- _Challenge_
Your task is to repeat the entries word for word while leaving out the pictures.

-- start of Supplied material --

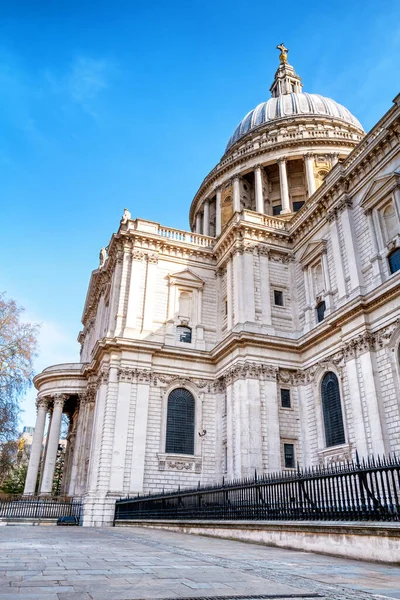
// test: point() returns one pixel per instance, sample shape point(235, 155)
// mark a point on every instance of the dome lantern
point(286, 80)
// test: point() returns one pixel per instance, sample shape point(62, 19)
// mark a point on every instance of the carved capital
point(59, 400)
point(137, 254)
point(103, 376)
point(152, 258)
point(42, 403)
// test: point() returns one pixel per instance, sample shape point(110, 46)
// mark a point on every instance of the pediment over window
point(379, 189)
point(312, 252)
point(186, 278)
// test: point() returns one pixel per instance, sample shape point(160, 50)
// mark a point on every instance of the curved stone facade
point(249, 319)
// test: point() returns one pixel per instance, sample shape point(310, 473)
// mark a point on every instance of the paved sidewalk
point(54, 563)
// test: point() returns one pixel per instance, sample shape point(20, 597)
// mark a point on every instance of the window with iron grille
point(394, 261)
point(278, 298)
point(332, 410)
point(321, 307)
point(288, 451)
point(180, 422)
point(285, 398)
point(184, 334)
point(276, 210)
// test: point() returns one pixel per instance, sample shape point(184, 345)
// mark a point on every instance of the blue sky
point(111, 104)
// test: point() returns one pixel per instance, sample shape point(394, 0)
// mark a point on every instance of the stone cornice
point(250, 149)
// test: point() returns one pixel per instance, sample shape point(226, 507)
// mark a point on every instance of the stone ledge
point(378, 542)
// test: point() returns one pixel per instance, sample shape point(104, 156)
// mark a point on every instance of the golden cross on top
point(283, 54)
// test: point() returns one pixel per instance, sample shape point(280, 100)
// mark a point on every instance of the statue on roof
point(125, 217)
point(102, 257)
point(283, 54)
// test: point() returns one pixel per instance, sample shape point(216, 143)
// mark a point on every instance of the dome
point(291, 105)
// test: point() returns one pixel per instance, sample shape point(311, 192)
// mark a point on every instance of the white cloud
point(82, 82)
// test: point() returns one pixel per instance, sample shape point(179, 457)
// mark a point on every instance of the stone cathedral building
point(266, 335)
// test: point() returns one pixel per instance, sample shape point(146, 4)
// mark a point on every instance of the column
point(375, 257)
point(206, 218)
point(237, 288)
point(120, 434)
point(139, 437)
point(337, 257)
point(236, 194)
point(284, 187)
point(135, 289)
point(218, 213)
point(247, 288)
point(258, 189)
point(79, 441)
point(115, 285)
point(356, 405)
point(273, 432)
point(327, 282)
point(54, 437)
point(198, 223)
point(150, 292)
point(372, 403)
point(309, 162)
point(265, 289)
point(351, 249)
point(230, 429)
point(229, 292)
point(308, 307)
point(252, 450)
point(36, 449)
point(123, 287)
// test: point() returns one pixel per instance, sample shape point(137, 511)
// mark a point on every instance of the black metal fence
point(358, 491)
point(39, 508)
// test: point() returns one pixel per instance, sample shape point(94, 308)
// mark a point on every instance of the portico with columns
point(279, 303)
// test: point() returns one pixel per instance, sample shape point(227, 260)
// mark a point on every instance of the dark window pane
point(288, 450)
point(285, 398)
point(321, 307)
point(180, 422)
point(332, 410)
point(278, 298)
point(394, 261)
point(297, 206)
point(276, 210)
point(184, 334)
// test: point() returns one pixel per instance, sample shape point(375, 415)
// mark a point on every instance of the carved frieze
point(178, 462)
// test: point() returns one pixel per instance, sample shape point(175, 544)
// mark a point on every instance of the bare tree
point(18, 346)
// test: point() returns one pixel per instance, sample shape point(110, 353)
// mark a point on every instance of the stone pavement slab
point(54, 563)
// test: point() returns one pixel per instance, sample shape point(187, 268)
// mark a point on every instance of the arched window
point(183, 334)
point(180, 422)
point(321, 307)
point(332, 410)
point(394, 260)
point(391, 224)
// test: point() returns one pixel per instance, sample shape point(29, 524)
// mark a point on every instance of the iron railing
point(355, 491)
point(39, 508)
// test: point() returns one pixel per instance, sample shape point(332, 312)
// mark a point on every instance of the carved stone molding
point(42, 403)
point(180, 462)
point(250, 370)
point(344, 202)
point(335, 456)
point(365, 342)
point(137, 254)
point(152, 258)
point(59, 399)
point(103, 376)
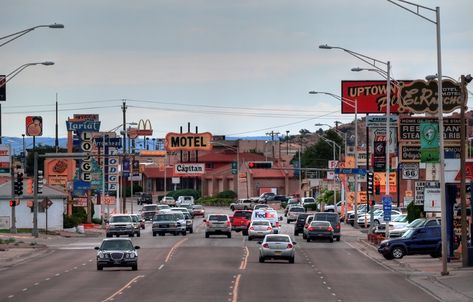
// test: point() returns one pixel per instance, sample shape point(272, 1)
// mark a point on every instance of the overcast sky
point(235, 68)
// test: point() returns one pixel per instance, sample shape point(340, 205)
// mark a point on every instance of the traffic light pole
point(13, 209)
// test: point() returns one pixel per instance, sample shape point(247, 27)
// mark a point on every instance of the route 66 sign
point(410, 171)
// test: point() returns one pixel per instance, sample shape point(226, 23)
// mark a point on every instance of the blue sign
point(387, 207)
point(359, 171)
point(84, 126)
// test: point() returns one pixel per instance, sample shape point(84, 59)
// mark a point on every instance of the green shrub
point(70, 221)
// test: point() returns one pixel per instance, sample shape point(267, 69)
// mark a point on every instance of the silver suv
point(121, 224)
point(218, 224)
point(169, 222)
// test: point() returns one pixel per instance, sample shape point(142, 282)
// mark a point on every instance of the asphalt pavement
point(421, 270)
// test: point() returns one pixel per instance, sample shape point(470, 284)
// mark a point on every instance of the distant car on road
point(277, 246)
point(114, 252)
point(218, 224)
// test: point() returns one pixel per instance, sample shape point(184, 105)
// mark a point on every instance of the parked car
point(259, 228)
point(331, 217)
point(277, 246)
point(218, 224)
point(300, 222)
point(181, 200)
point(421, 240)
point(169, 200)
point(148, 211)
point(242, 204)
point(416, 223)
point(241, 220)
point(138, 223)
point(198, 210)
point(319, 229)
point(120, 224)
point(168, 222)
point(145, 198)
point(293, 212)
point(187, 216)
point(119, 252)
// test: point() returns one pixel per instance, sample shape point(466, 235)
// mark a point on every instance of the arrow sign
point(359, 171)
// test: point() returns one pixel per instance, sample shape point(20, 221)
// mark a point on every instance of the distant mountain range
point(17, 142)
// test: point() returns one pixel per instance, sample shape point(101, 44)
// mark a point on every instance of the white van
point(268, 214)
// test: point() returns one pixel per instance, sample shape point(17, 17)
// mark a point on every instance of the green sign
point(429, 142)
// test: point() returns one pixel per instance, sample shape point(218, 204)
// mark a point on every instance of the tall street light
point(443, 201)
point(16, 35)
point(354, 105)
point(10, 76)
point(375, 64)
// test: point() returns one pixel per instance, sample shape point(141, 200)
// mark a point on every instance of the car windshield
point(277, 239)
point(119, 245)
point(218, 217)
point(416, 223)
point(260, 222)
point(165, 217)
point(120, 219)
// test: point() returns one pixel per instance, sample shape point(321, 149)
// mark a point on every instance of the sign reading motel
point(406, 96)
point(188, 141)
point(189, 169)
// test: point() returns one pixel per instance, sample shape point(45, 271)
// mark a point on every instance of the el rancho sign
point(188, 141)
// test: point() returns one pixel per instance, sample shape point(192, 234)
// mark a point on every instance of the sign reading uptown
point(188, 141)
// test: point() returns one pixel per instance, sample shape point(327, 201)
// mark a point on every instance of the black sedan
point(117, 252)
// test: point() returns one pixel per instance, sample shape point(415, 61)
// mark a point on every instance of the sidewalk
point(422, 270)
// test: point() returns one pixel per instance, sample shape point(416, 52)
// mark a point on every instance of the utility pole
point(272, 133)
point(124, 107)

-- end of Supplied material --

- _Written answer_
// test: point() returns one pixel per instance, sample shape point(235, 155)
// mark a point on every instance of the dome lantern
point(286, 80)
// test: point() returns one pixel per instance, sample shape point(62, 19)
// mark a point on every instance of the carved capital
point(59, 400)
point(137, 254)
point(103, 376)
point(152, 258)
point(42, 403)
// test: point() returns one pixel per instance, sample shape point(110, 46)
// mark a point on every instance of the pediment over window
point(379, 189)
point(312, 252)
point(186, 278)
// test: point() returns one pixel per instance, sample shape point(160, 50)
// mark a point on every instance of the curved stone facade
point(249, 319)
// test: point() returns one pixel per instance, sample shape point(310, 473)
// mark a point on every instance of the paved sidewalk
point(54, 563)
// test: point() returns one pixel per instance, sample shape point(20, 597)
// mark a point on every instance of the window with iron grille
point(394, 261)
point(278, 298)
point(332, 410)
point(321, 307)
point(288, 451)
point(180, 422)
point(285, 398)
point(184, 334)
point(276, 210)
// test: point() returns one pixel per instance, sample shape point(184, 345)
// mark a point on every instance of the blue sky
point(111, 104)
// test: point() returns one pixel per instance, sample shape point(394, 0)
// mark a point on every instance of the stone cornice
point(250, 149)
// test: point() returns one pixel per instance, sample shape point(226, 507)
// mark a point on every instance of the stone ledge
point(378, 542)
// test: point() returns one pixel per instance, sample shape point(104, 156)
// mark a point on every instance of the golden cross on top
point(283, 54)
// test: point() returns one pixel per instance, sample shape point(280, 100)
// mark a point on every instance of the statue on roof
point(125, 217)
point(102, 257)
point(283, 54)
// test: point() returns one pixel per instance, sample shape point(216, 143)
// mark a point on every instance of the dome
point(291, 105)
// test: point() returns one pixel per instance, sample shape point(311, 192)
// mark a point on every instance of the white cloud
point(82, 82)
// test: point() returns one pixel per instance, sample shape point(179, 457)
// mark a point on every instance of the stone cathedral building
point(266, 335)
// test: point() returns one pixel per instance, sample shape point(146, 4)
// mark a point on every instance of the column
point(375, 257)
point(206, 218)
point(237, 288)
point(120, 434)
point(139, 437)
point(337, 257)
point(236, 194)
point(284, 187)
point(135, 289)
point(218, 213)
point(247, 288)
point(258, 189)
point(79, 441)
point(115, 285)
point(356, 405)
point(273, 432)
point(327, 282)
point(54, 437)
point(198, 223)
point(150, 292)
point(372, 403)
point(309, 162)
point(265, 289)
point(351, 249)
point(230, 429)
point(229, 292)
point(308, 307)
point(252, 450)
point(36, 449)
point(123, 287)
// test: point() returns one pixel per instance, sample shape point(137, 511)
// mark a point on every instance of the black metal fence
point(358, 491)
point(39, 508)
// test: point() returns one pixel per instance, sample shape point(94, 308)
// mark a point on every instance of the portico with columns
point(279, 303)
// test: point() returns one pixel per instance, sample shape point(227, 260)
// mark a point on every instance of the dark window pane
point(288, 450)
point(285, 398)
point(321, 307)
point(180, 422)
point(332, 410)
point(278, 298)
point(394, 261)
point(297, 206)
point(276, 210)
point(184, 334)
// test: point() returns one pixel per instance, sample shape point(375, 415)
// mark a point on every instance of the carved frieze
point(178, 462)
// test: point() returns one pixel per instance, sample shape point(175, 544)
// mark a point on every instance of the bare tree
point(18, 346)
// test: point() returns one pixel per instance, sample shape point(110, 353)
// mark a point on every instance of the stone pavement slab
point(54, 563)
// test: point() returns one pixel per instance, sample shape point(187, 268)
// mark a point on every instance of the arched window
point(183, 334)
point(180, 422)
point(321, 307)
point(332, 410)
point(394, 260)
point(391, 224)
// test: point() returns one pixel per instance, sample shape point(29, 524)
// mark a point on every instance of the iron railing
point(355, 491)
point(39, 508)
// test: point() returns one pixel per instance, sample shape point(332, 312)
// mark a point on every instance of the carved stone molding
point(42, 403)
point(180, 462)
point(250, 370)
point(344, 202)
point(335, 456)
point(365, 342)
point(137, 254)
point(152, 258)
point(59, 399)
point(103, 376)
// test: point() returns one pixel per instance, sample shape point(272, 1)
// mark a point on every instance of the overcast sky
point(235, 68)
// test: point() returns one pixel per instance, sample shape point(340, 205)
// mark a point on every instance of the traffic light pole
point(13, 209)
// test: point() returns one pixel per instance, sample shape point(247, 27)
// mark a point on every instance of the route 66 sign
point(410, 171)
// test: point() returns one pixel per instance, sample shape point(226, 23)
// mark a point on every instance of the blue sign
point(387, 207)
point(359, 171)
point(84, 126)
// test: point() returns one pixel per instance, sample shape point(84, 59)
// mark a point on every instance of the green shrub
point(70, 221)
// test: point() returns one pixel per instance, sample shape point(267, 69)
// mark a point on every instance of the silver suv
point(121, 224)
point(218, 224)
point(169, 222)
// test: point() returns one pixel per instance, sample shape point(142, 282)
// mark a point on every instance of the asphalt pavement
point(421, 270)
// test: point() returns one pixel per instance, sample shape point(470, 284)
// mark a point on every instance of the distant car on road
point(277, 246)
point(114, 252)
point(218, 224)
// test: point() returns one pixel per instance, sample shape point(184, 105)
// mark a point on every instance of the parked car
point(259, 228)
point(331, 217)
point(277, 246)
point(218, 224)
point(300, 222)
point(181, 200)
point(421, 240)
point(169, 200)
point(148, 211)
point(242, 204)
point(416, 223)
point(241, 220)
point(138, 223)
point(198, 210)
point(319, 229)
point(120, 224)
point(168, 222)
point(145, 198)
point(293, 212)
point(187, 216)
point(119, 252)
// test: point() returns one pixel per instance, sample shape point(466, 235)
// mark a point on every instance of the arrow sign
point(359, 171)
// test: point() returns one pixel per instance, sample shape point(20, 221)
// mark a point on every instance of the distant mountain range
point(17, 142)
// test: point() returns one pixel per instance, sample shape point(101, 44)
// mark a point on every instance of the white van
point(268, 214)
// test: point() returns one pixel per instance, sample shape point(17, 17)
// mark a point on every instance of the green sign
point(429, 142)
// test: point() returns one pixel per instance, sample shape point(218, 204)
// mark a point on every instance of the tall street light
point(443, 201)
point(16, 35)
point(354, 105)
point(10, 76)
point(375, 64)
// test: point() returns one pixel per instance, sample shape point(141, 200)
// mark a point on every instance of the car windshield
point(277, 239)
point(119, 245)
point(218, 217)
point(416, 223)
point(260, 222)
point(165, 217)
point(120, 219)
// test: point() returns one pixel per instance, sample shape point(321, 149)
// mark a point on every instance of the sign reading motel
point(406, 96)
point(188, 141)
point(189, 169)
// test: point() returns one pixel per instance, sample shape point(45, 271)
// mark a point on every instance of the el rancho sign
point(188, 141)
// test: point() returns one pixel per instance, sample shape point(192, 234)
// mark a point on every instance of the sign reading uptown
point(188, 141)
// test: point() returns one pixel per instance, sample shape point(327, 201)
// mark a point on every instance of the black sedan
point(117, 252)
// test: point() returns one pixel per instance, sample shape point(415, 61)
// mark a point on every instance of the sidewalk
point(422, 270)
// test: point() returns one pixel per instance, sample shape point(416, 52)
// mark a point on every instance of the utility pole
point(272, 133)
point(124, 107)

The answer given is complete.